* **Work required**
Can you write out the data below line for line, with no changes?

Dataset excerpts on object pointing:
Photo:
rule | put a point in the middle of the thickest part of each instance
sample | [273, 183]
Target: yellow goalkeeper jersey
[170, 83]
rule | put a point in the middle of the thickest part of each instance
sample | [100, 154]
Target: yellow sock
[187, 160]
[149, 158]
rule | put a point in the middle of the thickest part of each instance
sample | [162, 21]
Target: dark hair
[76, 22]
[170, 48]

* **Correct output**
Photo:
rule | put a point in the middle of the thickest part of each instance
sample | [273, 183]
Target: yellow goalkeeper jersey
[170, 83]
rule | put a point in the middle of the thickest part of each instance
sample | [100, 154]
Target: yellow sock
[187, 160]
[149, 158]
rule | put a point in the middle of the thickest part of each instance
sample | [162, 21]
Target: dark hair
[76, 22]
[170, 48]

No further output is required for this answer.